◆ Exercise requirements: According to the interview transcript below, when is the documentary going to open?

SMERCONISH: The documentary is going to open July 24 on the eve of the democratic convention and joining me now is the executive producer of the movie and author of the book on which it's premised, Peter Schweizer. And David Brock, founder of the Clintons' Superpac, Correct the Record.

Peter, let me begin with you. I read the book, here's the premise as I understand it. It's that they allowed individuals to skirt the long prohibition against foreign participation in American politics by hiring Bill to speak and by making contributions to the Clinton Initiative in return for political influence. Is that the cliff's note version?

PETER SCHWEIZER, AUTHOR, "CLINTON CASH": Yes, that's exactly right. It's the old adage, follow the money. I happen to believe that when it comes to American industries or foreign oligarchs sending large checks to politicians they're not doing it out of the kindness of their hearts. They want favors and in the case of the Clintons, we're talking about massive amounts of money and we're talking about favorable action in return.

SMERCONISH: So give me your best evidence, give me the short version of the most compelling case that you write about in the book.

SCHWEIZER: Well, I think the power of the case is that you see the same pattern repeated over and over and over again. There's no disputing that. A foreign oligarch, it can be a foreign government, it can be a financier, it can be a foreign government, sends the Clintons a large sum of money, Hillary Clinton as secretary of state takes favorable action on their behalf.

You can look at a couple of those examples, Michael, and say maybe it's just coincidence, but when you see that same pattern over and over again I think it's naive to think that there's nothing going on there.

SMERCONISH: One example you wrote about extensively has to do with uranium. Explain.

◆ Supplied information:
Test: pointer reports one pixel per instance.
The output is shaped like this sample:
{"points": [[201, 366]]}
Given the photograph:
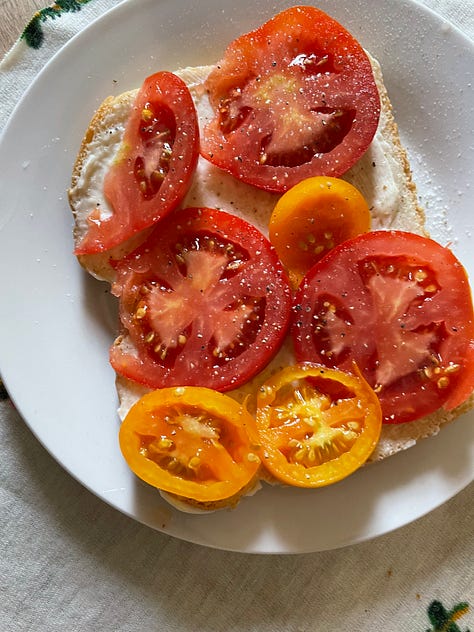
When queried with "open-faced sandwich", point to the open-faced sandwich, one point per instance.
{"points": [[284, 315]]}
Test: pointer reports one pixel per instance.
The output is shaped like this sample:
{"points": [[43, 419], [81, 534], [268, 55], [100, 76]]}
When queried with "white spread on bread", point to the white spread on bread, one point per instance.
{"points": [[382, 175]]}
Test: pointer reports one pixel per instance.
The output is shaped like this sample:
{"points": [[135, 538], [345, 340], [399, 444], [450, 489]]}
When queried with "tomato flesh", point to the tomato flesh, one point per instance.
{"points": [[192, 442], [399, 305], [310, 435], [292, 99], [314, 216], [204, 300], [154, 166]]}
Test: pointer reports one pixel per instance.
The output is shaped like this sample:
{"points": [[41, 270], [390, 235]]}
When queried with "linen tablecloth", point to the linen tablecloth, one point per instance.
{"points": [[70, 562]]}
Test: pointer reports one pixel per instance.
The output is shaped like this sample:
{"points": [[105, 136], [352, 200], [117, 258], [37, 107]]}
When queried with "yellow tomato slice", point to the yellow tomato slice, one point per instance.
{"points": [[191, 441], [316, 425], [314, 216]]}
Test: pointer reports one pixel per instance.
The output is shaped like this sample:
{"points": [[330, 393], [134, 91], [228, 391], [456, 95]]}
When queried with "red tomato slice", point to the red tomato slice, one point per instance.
{"points": [[154, 166], [399, 305], [295, 98], [204, 300]]}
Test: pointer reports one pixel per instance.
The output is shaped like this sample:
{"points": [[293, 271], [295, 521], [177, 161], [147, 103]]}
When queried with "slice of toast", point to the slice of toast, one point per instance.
{"points": [[383, 176]]}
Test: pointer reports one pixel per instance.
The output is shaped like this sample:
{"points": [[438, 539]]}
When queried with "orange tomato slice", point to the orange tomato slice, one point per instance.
{"points": [[316, 425], [192, 442], [314, 216]]}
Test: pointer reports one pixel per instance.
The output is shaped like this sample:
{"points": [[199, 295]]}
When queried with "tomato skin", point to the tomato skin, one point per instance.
{"points": [[192, 442], [399, 305], [314, 216], [292, 99], [204, 300], [311, 437], [154, 166]]}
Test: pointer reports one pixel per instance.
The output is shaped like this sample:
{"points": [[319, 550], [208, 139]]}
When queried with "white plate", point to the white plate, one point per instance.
{"points": [[57, 323]]}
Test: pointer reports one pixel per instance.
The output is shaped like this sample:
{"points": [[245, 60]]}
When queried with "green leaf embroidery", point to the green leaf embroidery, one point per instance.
{"points": [[33, 34], [445, 620]]}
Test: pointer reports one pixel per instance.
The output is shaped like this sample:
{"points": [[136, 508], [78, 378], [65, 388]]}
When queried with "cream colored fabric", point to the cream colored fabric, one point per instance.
{"points": [[68, 562]]}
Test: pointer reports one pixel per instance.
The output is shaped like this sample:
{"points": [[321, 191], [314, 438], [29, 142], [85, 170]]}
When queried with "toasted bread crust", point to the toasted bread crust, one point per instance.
{"points": [[402, 212]]}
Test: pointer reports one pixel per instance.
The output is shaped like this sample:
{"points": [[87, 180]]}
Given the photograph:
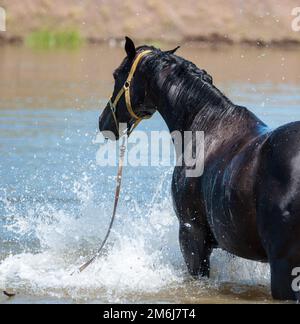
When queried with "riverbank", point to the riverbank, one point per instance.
{"points": [[256, 23]]}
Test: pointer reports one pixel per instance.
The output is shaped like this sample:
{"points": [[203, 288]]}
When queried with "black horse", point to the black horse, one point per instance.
{"points": [[247, 202]]}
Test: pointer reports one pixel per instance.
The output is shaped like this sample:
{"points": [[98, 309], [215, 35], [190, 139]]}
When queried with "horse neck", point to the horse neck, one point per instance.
{"points": [[188, 103]]}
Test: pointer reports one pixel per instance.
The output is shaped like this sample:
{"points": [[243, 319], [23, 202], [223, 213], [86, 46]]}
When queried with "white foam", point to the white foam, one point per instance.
{"points": [[142, 256]]}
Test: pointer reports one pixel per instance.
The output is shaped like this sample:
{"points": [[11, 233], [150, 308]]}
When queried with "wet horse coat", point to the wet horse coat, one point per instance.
{"points": [[247, 202]]}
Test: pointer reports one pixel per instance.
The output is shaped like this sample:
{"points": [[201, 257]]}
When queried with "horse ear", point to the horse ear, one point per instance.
{"points": [[130, 48], [173, 50]]}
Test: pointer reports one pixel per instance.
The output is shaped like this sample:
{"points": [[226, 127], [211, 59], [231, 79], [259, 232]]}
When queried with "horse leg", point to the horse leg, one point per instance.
{"points": [[196, 249]]}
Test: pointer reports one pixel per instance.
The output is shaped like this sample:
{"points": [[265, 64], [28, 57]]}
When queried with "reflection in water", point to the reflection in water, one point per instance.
{"points": [[55, 202]]}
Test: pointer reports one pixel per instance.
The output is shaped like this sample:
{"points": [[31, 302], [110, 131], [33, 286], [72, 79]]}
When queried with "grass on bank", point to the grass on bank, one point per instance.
{"points": [[46, 39]]}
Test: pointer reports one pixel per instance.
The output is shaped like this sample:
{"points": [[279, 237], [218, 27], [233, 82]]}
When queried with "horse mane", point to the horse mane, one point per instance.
{"points": [[190, 80]]}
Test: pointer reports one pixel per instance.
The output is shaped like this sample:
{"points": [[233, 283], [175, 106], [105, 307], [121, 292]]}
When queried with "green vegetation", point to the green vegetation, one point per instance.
{"points": [[46, 39]]}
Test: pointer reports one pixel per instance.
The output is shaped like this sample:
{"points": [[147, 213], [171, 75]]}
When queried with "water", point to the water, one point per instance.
{"points": [[56, 202]]}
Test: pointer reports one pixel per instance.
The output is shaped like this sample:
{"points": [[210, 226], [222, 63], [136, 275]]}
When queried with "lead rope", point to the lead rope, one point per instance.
{"points": [[117, 195]]}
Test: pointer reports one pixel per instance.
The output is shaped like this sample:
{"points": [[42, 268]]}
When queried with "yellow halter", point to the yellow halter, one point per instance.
{"points": [[126, 89]]}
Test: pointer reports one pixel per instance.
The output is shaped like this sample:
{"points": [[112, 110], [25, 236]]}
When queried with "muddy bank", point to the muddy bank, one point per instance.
{"points": [[253, 22]]}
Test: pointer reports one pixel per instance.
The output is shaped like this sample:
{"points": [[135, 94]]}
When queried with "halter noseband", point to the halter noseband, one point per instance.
{"points": [[126, 89]]}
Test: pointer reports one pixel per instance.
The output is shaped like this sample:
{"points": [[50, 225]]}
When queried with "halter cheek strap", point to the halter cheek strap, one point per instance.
{"points": [[126, 90]]}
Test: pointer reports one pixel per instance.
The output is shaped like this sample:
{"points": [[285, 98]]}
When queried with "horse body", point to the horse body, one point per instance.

◆ Answer box: It opens July 24, on the eve of the Democratic convention.